**REQUIRED ACTION 1:** Count the lines in the entries below that contain the word "order", and give only that number.

Consider the TRS R consisting of the rewrite rules

1: app(nil,k) -> k
2: app(l,nil) -> l
3: app(cons(x,l),k) -> cons(x,app(l,k))
4: sum(cons(x,nil)) -> cons(x,nil)
5: sum(cons(x,cons(y,l))) -> sum(cons(plus(x,y),l))
6: sum(app(l,cons(x,cons(y,k)))) -> sum(app(l,sum(cons(x,cons(y,k)))))
7: plus(0,y) -> y
8: plus(s(x),y) -> s(plus(x,y))
9: sum(plus(cons(0,x),cons(y,l))) -> pred(sum(cons(s(x),cons(y,l))))
10: pred(cons(s(x),nil)) -> cons(x,nil)

There are 9 dependency pairs:

11: APP(cons(x,l),k) -> APP(l,k)
12: SUM(cons(x,cons(y,l))) -> SUM(cons(plus(x,y),l))
13: SUM(cons(x,cons(y,l))) -> PLUS(x,y)
14: SUM(app(l,cons(x,cons(y,k)))) -> SUM(app(l,sum(cons(x,cons(y,k)))))
15: SUM(app(l,cons(x,cons(y,k)))) -> APP(l,sum(cons(x,cons(y,k))))
16: SUM(app(l,cons(x,cons(y,k)))) -> SUM(cons(x,cons(y,k)))
17: PLUS(s(x),y) -> PLUS(x,y)
18: SUM(plus(cons(0,x),cons(y,l))) -> PRED(sum(cons(s(x),cons(y,l))))
19: SUM(plus(cons(0,x),cons(y,l))) -> SUM(cons(s(x),cons(y,l)))

The approximated dependency graph contains 4 SCCs:
{11},
{17},
{12}
and {14}.

- Consider the SCC {11}.
There are no usable rules.
By taking the polynomial interpretation
[APP](x,y) = [cons](x,y) = x + y + 1,
rule 11
is strictly decreasing.

- Consider the SCC {17}.
There are no usable rules.
By taking the polynomial interpretation
[s](x) = x + 1
and [PLUS](x,y) = x + y + 1,
rule 17
is strictly decreasing.

- Consider the SCC {12}.
The usable rules are {7,8}.
By taking the polynomial interpretation
[0] = 1,
[s](x) = [SUM](x) = x + 1,
[plus](x,y) = x + y + 1
and [cons](x,y) = y + 1,
rule 8
is weakly decreasing and
the rules in {7,12}
are strictly decreasing.

- Consider the SCC {14}.
By taking the polynomial interpretation
[nil] = 0,
[0] = [pred](x) = [sum](x) = 1,
[s](x) = [SUM](x) = x + 1,
[app](x,y) = [plus](x,y) = x + y + 1
and [cons](x,y) = y + 1,
the rules in {3-6,8-10}
are weakly decreasing and
the rules in {1,2,7,14}
are strictly decreasing.

Hence the TRS is terminating.

**PROVIDED ENTRIES:**
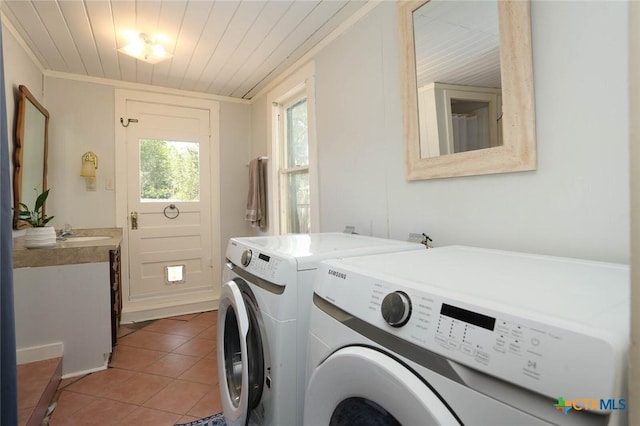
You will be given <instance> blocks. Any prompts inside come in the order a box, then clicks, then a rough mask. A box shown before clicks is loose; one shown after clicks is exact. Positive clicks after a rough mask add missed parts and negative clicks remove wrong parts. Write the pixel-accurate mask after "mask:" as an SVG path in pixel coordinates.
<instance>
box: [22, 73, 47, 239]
mask: <svg viewBox="0 0 640 426" xmlns="http://www.w3.org/2000/svg"><path fill="white" fill-rule="evenodd" d="M18 95H19V96H18V110H17V111H18V116H17V120H16V135H15V144H14V152H13V205H14V207H15V208H19V206H20V203H24V204H26V205H27V206H29V208H33V206H34V204H35V201H36V198H37V196H38V194H40V193H41V192H43V191H45V190H46V189H47V150H48V144H49V134H48V128H49V112H48V111H47V110H46V108H45V107H43V106H42V105H41V104H40V103H39V102H38V101H37V100H36V98H35V97H34V96H33V95H32V94H31V92H29V90H28V89H27V88H26V87H25V86H22V85H21V86H19V87H18ZM34 188H37V190H36V191H34ZM45 207H46V206H43V207H42V209H43V213H44V210H45ZM13 227H14V229H21V228H26V227H28V225H27V224H26V223H24V222H22V221H20V220H19V218H18V215H17V213H15V212H14V215H13Z"/></svg>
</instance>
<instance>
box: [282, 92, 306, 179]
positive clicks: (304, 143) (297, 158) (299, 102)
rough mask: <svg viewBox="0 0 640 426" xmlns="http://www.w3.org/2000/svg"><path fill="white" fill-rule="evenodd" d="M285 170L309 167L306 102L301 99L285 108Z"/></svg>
mask: <svg viewBox="0 0 640 426" xmlns="http://www.w3.org/2000/svg"><path fill="white" fill-rule="evenodd" d="M286 132H287V135H286V137H287V143H286V166H285V167H286V168H293V167H302V166H308V165H309V138H308V133H307V100H306V99H303V100H301V101H299V102H297V103H295V104H293V105H291V106H290V107H288V108H287V121H286Z"/></svg>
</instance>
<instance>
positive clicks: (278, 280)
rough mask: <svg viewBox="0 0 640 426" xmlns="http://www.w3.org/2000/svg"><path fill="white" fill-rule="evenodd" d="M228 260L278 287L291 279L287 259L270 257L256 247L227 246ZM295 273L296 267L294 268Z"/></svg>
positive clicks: (231, 244) (234, 245)
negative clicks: (275, 285) (283, 283)
mask: <svg viewBox="0 0 640 426" xmlns="http://www.w3.org/2000/svg"><path fill="white" fill-rule="evenodd" d="M227 259H229V260H230V261H231V262H232V263H233V264H234V265H235V267H237V268H242V269H244V270H246V271H247V272H249V273H251V274H253V275H255V276H257V277H260V278H262V279H264V280H267V281H269V282H271V283H274V284H276V285H284V284H282V283H285V282H287V281H286V280H287V279H290V277H289V276H288V274H290V271H291V268H288V267H286V266H288V265H287V259H284V258H281V257H278V256H274V255H270V254H267V253H264V252H262V251H260V250H259V249H257V248H255V247H247V246H245V245H244V244H240V243H236V242H233V243H230V244H229V245H228V246H227ZM293 270H294V271H295V266H294V267H293Z"/></svg>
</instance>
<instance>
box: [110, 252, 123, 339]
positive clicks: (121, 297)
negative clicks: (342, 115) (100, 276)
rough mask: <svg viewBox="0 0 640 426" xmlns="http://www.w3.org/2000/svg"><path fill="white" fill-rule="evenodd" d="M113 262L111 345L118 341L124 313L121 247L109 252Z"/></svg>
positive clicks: (110, 285) (111, 309)
mask: <svg viewBox="0 0 640 426" xmlns="http://www.w3.org/2000/svg"><path fill="white" fill-rule="evenodd" d="M109 260H110V264H111V268H110V272H111V274H110V275H111V276H110V287H111V345H112V346H115V345H116V344H117V342H118V327H120V315H121V313H122V286H121V279H120V247H118V248H117V249H115V250H111V251H110V252H109Z"/></svg>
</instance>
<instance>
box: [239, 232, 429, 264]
mask: <svg viewBox="0 0 640 426" xmlns="http://www.w3.org/2000/svg"><path fill="white" fill-rule="evenodd" d="M229 243H230V244H233V243H235V244H240V245H242V246H244V247H246V248H251V249H255V250H258V252H260V253H264V254H266V255H269V256H278V257H281V258H285V259H295V261H296V262H297V264H298V270H305V269H315V268H316V267H317V262H319V261H320V260H323V259H331V258H339V257H348V256H354V255H362V254H374V253H388V252H391V251H405V250H424V246H423V245H422V244H418V243H411V242H408V241H398V240H389V239H385V238H376V237H368V236H364V235H354V234H345V233H341V232H328V233H317V234H288V235H273V236H263V237H242V238H232V239H231V240H230V241H229ZM232 260H233V259H232Z"/></svg>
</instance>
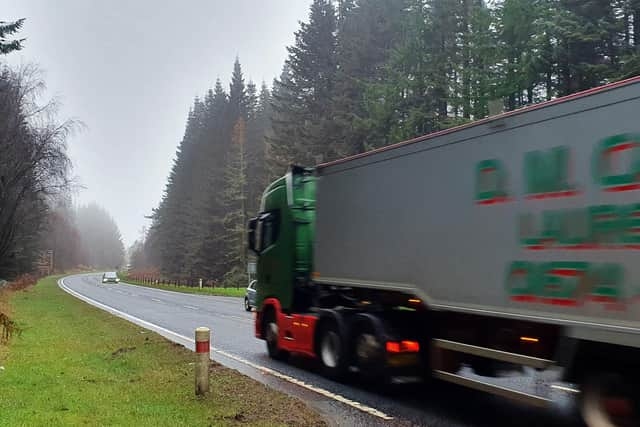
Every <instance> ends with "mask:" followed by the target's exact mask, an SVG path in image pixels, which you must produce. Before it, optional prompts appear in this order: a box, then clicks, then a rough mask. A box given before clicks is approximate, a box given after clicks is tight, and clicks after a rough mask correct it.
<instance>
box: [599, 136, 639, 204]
mask: <svg viewBox="0 0 640 427" xmlns="http://www.w3.org/2000/svg"><path fill="white" fill-rule="evenodd" d="M622 153H625V154H627V155H629V156H631V157H630V162H629V169H628V170H627V171H626V173H615V171H614V169H615V156H616V155H620V154H622ZM592 170H593V178H594V180H595V182H596V183H597V184H599V185H600V186H602V187H603V189H604V190H605V191H616V192H617V191H628V190H637V189H640V134H631V133H626V134H620V135H614V136H611V137H609V138H606V139H604V140H602V141H601V142H600V143H599V144H598V145H597V146H596V150H595V151H594V155H593V165H592Z"/></svg>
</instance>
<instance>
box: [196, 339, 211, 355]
mask: <svg viewBox="0 0 640 427" xmlns="http://www.w3.org/2000/svg"><path fill="white" fill-rule="evenodd" d="M208 352H209V341H196V353H208Z"/></svg>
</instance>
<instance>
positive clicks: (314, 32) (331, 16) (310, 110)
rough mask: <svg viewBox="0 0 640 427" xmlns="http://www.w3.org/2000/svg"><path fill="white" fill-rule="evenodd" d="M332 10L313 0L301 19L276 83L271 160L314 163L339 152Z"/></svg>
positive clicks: (321, 3) (288, 48) (310, 164)
mask: <svg viewBox="0 0 640 427" xmlns="http://www.w3.org/2000/svg"><path fill="white" fill-rule="evenodd" d="M336 25H337V24H336V13H335V8H334V7H333V5H332V3H331V2H330V1H329V0H314V2H313V4H312V5H311V10H310V14H309V23H304V22H303V23H301V24H300V29H299V30H298V31H297V32H296V33H295V37H296V41H295V44H294V45H293V46H290V47H289V48H288V51H289V56H288V58H287V61H286V66H285V68H284V70H283V74H282V75H281V78H280V80H279V81H278V82H277V83H276V84H274V93H273V111H274V118H273V135H272V137H271V138H270V139H271V141H270V147H271V150H270V153H271V155H272V156H273V157H274V158H273V161H272V164H274V165H277V166H275V167H277V168H278V169H282V166H283V165H284V164H286V163H292V162H295V163H300V164H306V165H312V164H314V163H317V162H321V161H325V160H330V159H333V158H335V157H337V152H338V151H339V150H337V149H336V144H335V141H334V138H333V137H332V135H335V124H334V121H333V117H332V111H331V108H330V106H331V96H332V94H333V85H334V81H335V73H336V30H337V26H336Z"/></svg>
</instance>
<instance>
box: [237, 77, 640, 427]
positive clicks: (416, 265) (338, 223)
mask: <svg viewBox="0 0 640 427" xmlns="http://www.w3.org/2000/svg"><path fill="white" fill-rule="evenodd" d="M639 112H640V78H633V79H629V80H625V81H622V82H618V83H613V84H609V85H606V86H602V87H599V88H596V89H592V90H589V91H586V92H582V93H578V94H575V95H571V96H568V97H564V98H560V99H557V100H553V101H549V102H545V103H541V104H538V105H533V106H530V107H527V108H523V109H520V110H516V111H513V112H509V113H505V114H501V115H497V116H493V117H489V118H487V119H483V120H479V121H476V122H473V123H470V124H467V125H463V126H460V127H456V128H453V129H449V130H445V131H441V132H436V133H433V134H430V135H426V136H423V137H419V138H415V139H413V140H410V141H406V142H402V143H399V144H395V145H391V146H388V147H384V148H380V149H377V150H374V151H370V152H367V153H364V154H359V155H355V156H352V157H349V158H345V159H342V160H338V161H334V162H330V163H325V164H321V165H319V166H316V167H314V168H303V167H291V169H290V171H289V172H288V173H287V174H286V176H284V177H282V178H280V179H278V180H276V181H275V182H273V183H272V184H271V185H270V186H269V187H268V188H267V189H266V191H265V192H264V195H263V197H262V203H261V209H260V214H259V216H258V217H257V218H255V219H252V220H251V221H250V223H249V246H250V248H251V249H252V250H253V251H254V252H255V253H256V255H257V280H258V297H257V302H256V304H257V310H256V311H257V313H256V320H255V334H256V336H257V337H258V338H261V339H264V340H266V344H267V350H268V353H269V355H270V356H271V357H274V358H283V357H285V356H286V355H288V354H290V353H294V354H300V355H305V356H308V357H313V358H317V359H318V361H319V364H320V366H321V368H322V371H323V372H324V374H326V375H327V376H329V377H332V378H340V377H342V376H344V375H345V374H346V373H347V372H351V371H353V372H359V373H360V374H361V375H363V376H365V377H366V378H367V379H368V380H371V381H388V380H389V379H390V378H392V377H394V376H397V375H415V374H424V375H426V376H428V377H435V378H437V379H440V380H445V381H451V382H454V383H457V384H460V385H463V386H468V387H472V388H476V389H480V390H483V391H487V392H493V393H496V394H499V395H503V396H506V397H511V398H515V399H519V400H523V401H526V402H528V403H531V404H534V405H546V404H547V403H548V402H549V398H548V396H540V395H537V394H534V393H527V392H523V391H521V390H511V389H508V388H505V387H503V386H498V385H495V383H494V382H491V381H484V380H483V378H486V377H491V376H495V375H499V374H500V372H502V371H503V370H504V369H505V367H507V366H508V367H530V368H535V369H537V370H544V369H548V368H551V369H556V370H557V371H559V372H562V376H563V377H562V379H563V381H564V382H566V383H568V384H571V385H575V387H573V388H568V389H569V390H572V391H574V392H575V393H576V394H578V395H579V396H580V399H579V401H580V402H581V408H582V409H583V411H582V412H583V414H584V415H585V417H586V419H587V422H588V423H589V424H590V425H599V424H597V423H598V422H599V421H598V420H607V422H610V423H611V424H612V425H627V424H624V423H629V422H631V423H633V422H635V421H629V420H631V419H633V417H634V414H637V413H638V394H640V392H639V391H638V390H639V389H640V113H639ZM461 367H466V368H467V371H468V368H469V367H470V368H471V369H473V371H475V373H476V374H477V375H471V376H470V375H462V374H461V373H460V370H461ZM633 425H640V424H633Z"/></svg>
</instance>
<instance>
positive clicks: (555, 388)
mask: <svg viewBox="0 0 640 427" xmlns="http://www.w3.org/2000/svg"><path fill="white" fill-rule="evenodd" d="M551 388H555V389H556V390H561V391H566V392H568V393H580V390H576V389H575V388H571V387H565V386H562V385H560V384H551Z"/></svg>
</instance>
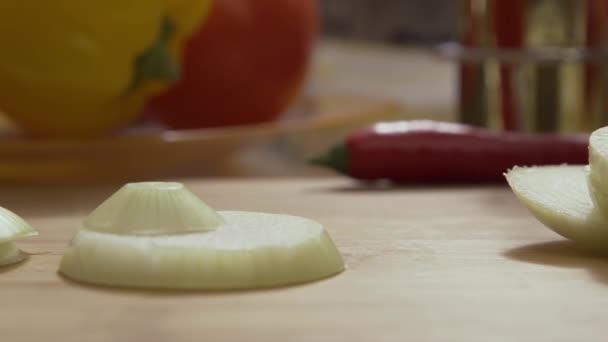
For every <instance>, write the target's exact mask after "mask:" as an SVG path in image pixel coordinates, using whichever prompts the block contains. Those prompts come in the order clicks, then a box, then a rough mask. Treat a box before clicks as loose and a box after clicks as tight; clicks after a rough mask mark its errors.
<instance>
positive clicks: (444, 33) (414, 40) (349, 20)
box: [321, 0, 462, 46]
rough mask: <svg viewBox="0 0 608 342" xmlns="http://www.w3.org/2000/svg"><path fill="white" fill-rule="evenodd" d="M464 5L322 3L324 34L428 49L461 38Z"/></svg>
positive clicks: (399, 1) (326, 1)
mask: <svg viewBox="0 0 608 342" xmlns="http://www.w3.org/2000/svg"><path fill="white" fill-rule="evenodd" d="M461 5H462V4H461V3H459V1H453V0H452V1H450V0H426V1H425V0H401V1H399V0H386V1H372V0H352V1H344V0H322V1H321V16H322V22H323V26H322V27H323V33H324V35H325V36H326V37H332V38H338V39H356V40H368V41H375V42H378V43H385V44H396V45H400V44H403V45H427V46H428V45H432V44H434V43H439V42H445V41H450V40H456V39H458V32H459V29H458V27H459V22H460V20H461V17H460V15H461V12H462V11H461Z"/></svg>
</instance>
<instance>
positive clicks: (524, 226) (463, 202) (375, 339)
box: [0, 179, 608, 342]
mask: <svg viewBox="0 0 608 342" xmlns="http://www.w3.org/2000/svg"><path fill="white" fill-rule="evenodd" d="M189 186H190V187H191V189H192V190H193V191H194V192H195V193H197V194H199V195H200V196H202V197H203V198H205V199H206V200H207V202H208V203H210V204H211V205H212V206H214V207H215V208H217V209H235V210H260V211H269V212H281V213H289V214H295V215H304V216H309V217H311V218H314V219H317V220H319V221H321V222H323V223H324V224H325V225H326V226H327V228H328V230H329V232H330V233H331V235H332V236H333V238H334V240H335V242H336V244H337V245H338V247H339V248H340V250H341V251H342V252H343V254H344V256H345V259H346V261H347V263H348V270H347V271H346V272H344V273H343V274H340V275H338V276H336V277H333V278H330V279H326V280H323V281H319V282H315V283H311V284H305V285H300V286H294V287H286V288H279V289H271V290H261V291H245V292H154V291H135V290H112V289H104V288H95V287H87V286H82V285H78V284H76V283H72V282H70V281H67V280H65V279H63V278H61V277H60V276H58V275H57V274H56V270H57V267H58V263H59V260H60V258H61V255H62V253H63V251H64V250H65V246H66V244H67V243H68V241H69V239H70V237H71V236H72V235H73V234H74V232H75V231H76V229H78V226H79V223H80V221H81V220H82V218H83V217H84V216H85V215H86V214H87V213H88V212H89V211H90V210H92V209H93V208H94V207H95V206H96V205H97V204H98V203H99V202H100V201H101V200H103V199H104V198H105V197H106V196H108V195H110V194H111V193H112V192H113V191H114V190H115V189H116V188H117V186H97V187H93V188H82V187H80V188H76V187H73V188H53V187H17V186H15V187H3V188H1V189H0V203H1V204H2V205H3V206H6V207H8V208H11V209H13V210H14V211H16V212H18V213H20V214H22V215H23V216H24V217H25V218H26V219H28V220H29V221H30V222H31V223H32V224H33V225H34V226H35V227H36V228H37V229H38V230H39V231H40V236H38V237H34V238H30V239H25V240H23V241H21V246H22V248H23V249H24V250H26V251H28V252H29V253H32V256H31V258H30V259H29V261H27V262H26V263H23V264H21V265H18V266H17V267H13V268H9V269H4V270H2V271H0V308H1V309H0V336H1V337H0V341H6V342H18V341H62V342H72V341H73V342H80V341H88V342H92V341H100V342H101V341H104V342H105V341H146V342H154V341H213V342H218V341H252V342H258V341H259V342H270V341H467V342H469V341H535V342H539V341H552V342H554V341H605V340H606V336H605V332H606V324H605V322H606V320H607V315H606V313H607V312H608V311H607V309H606V308H607V307H608V261H607V259H603V258H600V257H594V256H592V255H590V254H587V253H585V252H582V251H578V250H577V249H576V248H575V247H574V246H573V245H571V244H570V243H568V242H565V241H563V240H562V239H561V238H560V237H558V236H556V235H555V234H553V233H551V232H549V231H548V230H547V229H545V228H544V227H543V226H542V225H541V224H539V223H537V222H536V221H535V220H534V219H533V218H532V217H531V216H530V215H529V214H528V213H527V212H526V211H525V210H524V209H523V208H522V207H521V206H520V205H519V203H518V202H517V201H516V200H515V198H514V197H513V196H512V195H511V193H510V191H509V190H508V189H507V188H503V187H447V188H446V187H444V188H426V187H414V188H400V189H362V188H358V187H356V185H355V184H353V183H351V182H349V181H348V180H345V179H318V180H315V179H313V180H294V179H283V180H235V181H219V180H210V181H191V182H189Z"/></svg>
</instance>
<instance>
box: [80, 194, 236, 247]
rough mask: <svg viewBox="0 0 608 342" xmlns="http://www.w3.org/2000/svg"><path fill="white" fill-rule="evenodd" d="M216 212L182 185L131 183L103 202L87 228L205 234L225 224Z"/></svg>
mask: <svg viewBox="0 0 608 342" xmlns="http://www.w3.org/2000/svg"><path fill="white" fill-rule="evenodd" d="M223 223H224V221H223V220H222V218H221V217H220V216H219V215H217V213H215V211H214V210H213V209H211V208H210V207H209V206H207V205H206V204H205V203H203V201H201V200H200V199H199V198H198V197H196V196H195V195H194V194H193V193H191V192H190V191H189V190H188V189H186V188H185V187H184V186H183V185H182V184H181V183H172V182H142V183H129V184H127V185H125V186H123V187H122V188H121V189H120V190H119V191H117V192H116V193H115V194H114V195H112V196H111V197H110V198H108V199H107V200H106V201H105V202H103V203H102V204H101V205H100V206H99V207H97V209H95V211H93V212H92V213H91V214H90V215H89V217H88V218H87V219H86V220H85V221H84V225H83V228H85V229H88V230H91V231H96V232H106V233H113V234H125V235H166V234H174V233H184V232H205V231H210V230H213V229H215V228H216V227H217V226H219V225H221V224H223Z"/></svg>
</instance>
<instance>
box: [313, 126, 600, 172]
mask: <svg viewBox="0 0 608 342" xmlns="http://www.w3.org/2000/svg"><path fill="white" fill-rule="evenodd" d="M588 138H589V137H588V135H557V134H527V133H517V132H494V131H490V130H487V129H483V128H477V127H472V126H467V125H461V124H453V123H443V122H433V121H399V122H389V123H378V124H375V125H373V126H372V127H369V128H366V129H362V130H359V131H356V132H354V133H352V134H351V135H349V136H348V137H347V139H346V141H345V142H343V143H340V144H338V145H336V146H334V147H333V148H332V149H331V150H330V151H329V152H328V153H327V154H326V155H323V156H320V157H318V158H315V159H313V160H312V162H313V163H315V164H319V165H323V166H327V167H330V168H333V169H335V170H337V171H340V172H342V173H344V174H347V175H349V176H352V177H354V178H358V179H362V180H377V179H389V180H393V181H397V182H431V183H448V182H498V181H502V180H503V173H504V172H505V171H507V170H508V169H510V168H512V167H514V166H532V165H551V164H587V162H588V143H589V140H588Z"/></svg>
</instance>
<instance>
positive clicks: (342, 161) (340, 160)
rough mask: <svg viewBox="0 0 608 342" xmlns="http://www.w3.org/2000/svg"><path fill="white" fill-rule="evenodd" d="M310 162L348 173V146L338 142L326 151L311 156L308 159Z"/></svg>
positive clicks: (314, 163) (348, 152) (331, 168)
mask: <svg viewBox="0 0 608 342" xmlns="http://www.w3.org/2000/svg"><path fill="white" fill-rule="evenodd" d="M309 162H310V163H311V164H314V165H319V166H324V167H328V168H331V169H334V170H336V171H339V172H341V173H348V172H349V168H350V154H349V152H348V147H347V146H346V144H344V143H340V144H338V145H336V146H334V147H332V148H331V149H330V150H329V151H328V152H327V153H325V154H322V155H319V156H316V157H313V158H311V159H310V160H309Z"/></svg>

**REQUIRED ACTION 2:**
Answer these questions about the termination proof above:
(a) How many dependency pairs does it list?
(b) Which rules are usable for the SCC {12}?
(c) What value does the interpretation for the SCC {14} assign to [nil]?

**ANSWER 1:** 3

**ANSWER 2:**
(a) 9
(b) Rules 7 and 8
(c) 0